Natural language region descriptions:
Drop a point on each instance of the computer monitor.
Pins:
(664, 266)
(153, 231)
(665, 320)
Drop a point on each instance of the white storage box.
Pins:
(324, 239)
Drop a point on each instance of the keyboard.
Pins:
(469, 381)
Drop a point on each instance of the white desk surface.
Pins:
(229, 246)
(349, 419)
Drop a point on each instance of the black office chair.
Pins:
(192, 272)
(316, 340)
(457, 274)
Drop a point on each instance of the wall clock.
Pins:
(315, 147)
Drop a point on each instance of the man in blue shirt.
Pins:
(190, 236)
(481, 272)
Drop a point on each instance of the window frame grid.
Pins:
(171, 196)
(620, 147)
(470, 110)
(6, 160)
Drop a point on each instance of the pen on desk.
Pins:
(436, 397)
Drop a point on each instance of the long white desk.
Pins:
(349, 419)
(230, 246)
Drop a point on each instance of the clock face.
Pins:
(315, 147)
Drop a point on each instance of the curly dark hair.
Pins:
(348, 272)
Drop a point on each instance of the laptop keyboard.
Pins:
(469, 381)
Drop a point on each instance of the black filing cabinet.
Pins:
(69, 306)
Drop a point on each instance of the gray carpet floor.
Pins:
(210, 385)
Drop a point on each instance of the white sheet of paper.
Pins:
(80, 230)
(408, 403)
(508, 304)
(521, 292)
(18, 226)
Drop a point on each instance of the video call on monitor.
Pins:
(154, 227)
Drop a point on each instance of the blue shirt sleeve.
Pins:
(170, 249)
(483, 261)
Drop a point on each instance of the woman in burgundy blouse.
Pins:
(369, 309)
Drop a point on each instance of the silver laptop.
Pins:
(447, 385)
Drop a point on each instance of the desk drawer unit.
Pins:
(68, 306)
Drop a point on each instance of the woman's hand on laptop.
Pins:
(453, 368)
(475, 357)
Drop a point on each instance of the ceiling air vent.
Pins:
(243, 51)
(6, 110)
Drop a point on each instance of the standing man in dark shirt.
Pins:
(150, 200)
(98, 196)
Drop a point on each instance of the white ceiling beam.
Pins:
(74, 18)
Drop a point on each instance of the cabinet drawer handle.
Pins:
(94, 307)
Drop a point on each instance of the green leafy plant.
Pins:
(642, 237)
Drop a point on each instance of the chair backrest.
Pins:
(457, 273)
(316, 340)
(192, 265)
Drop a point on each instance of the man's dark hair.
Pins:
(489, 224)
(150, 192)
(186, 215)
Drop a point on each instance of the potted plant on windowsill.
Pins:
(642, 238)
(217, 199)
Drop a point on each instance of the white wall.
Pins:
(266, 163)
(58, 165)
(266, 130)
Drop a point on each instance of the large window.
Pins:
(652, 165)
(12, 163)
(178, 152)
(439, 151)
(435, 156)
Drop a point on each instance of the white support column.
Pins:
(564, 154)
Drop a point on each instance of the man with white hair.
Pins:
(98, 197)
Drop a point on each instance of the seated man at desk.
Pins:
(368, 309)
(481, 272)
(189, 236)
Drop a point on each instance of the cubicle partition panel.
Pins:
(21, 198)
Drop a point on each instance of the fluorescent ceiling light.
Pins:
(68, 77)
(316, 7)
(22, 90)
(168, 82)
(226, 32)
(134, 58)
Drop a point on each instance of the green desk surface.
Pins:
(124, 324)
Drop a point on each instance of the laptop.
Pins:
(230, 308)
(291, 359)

▸ **PROBLEM TO SOLVE**
In the records above, find each line with the string "plant" and list it.

▸ **RESPONSE BOX**
Drop a point on each instance of the green leafy plant.
Drop a point on each instance of the potted plant on windowsill.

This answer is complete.